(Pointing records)
::::::

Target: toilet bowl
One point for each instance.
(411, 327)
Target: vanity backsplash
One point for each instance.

::::::

**TASK DETAILS**
Copy out every line of the rows above, requests included, and shift each coordinate in the answers up by 73.

**CORRECT OUTPUT**
Target: toilet bowl
One point for each instance.
(484, 400)
Target: vanity backsplash
One point for each instance.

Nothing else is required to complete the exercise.